Problem:
Reproduce the lines below with "tree trunk" swapped for "fence post", changing nothing else.

Record set:
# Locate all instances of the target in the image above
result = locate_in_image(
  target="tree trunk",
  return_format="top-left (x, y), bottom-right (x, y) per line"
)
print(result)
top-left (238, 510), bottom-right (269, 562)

Exercise result:
# Locate all instances of the target in the image above
result = locate_in_image(
  target="fence post",
  return_format="top-left (x, y), bottom-right (x, y) per line"
)
print(result)
top-left (238, 510), bottom-right (269, 562)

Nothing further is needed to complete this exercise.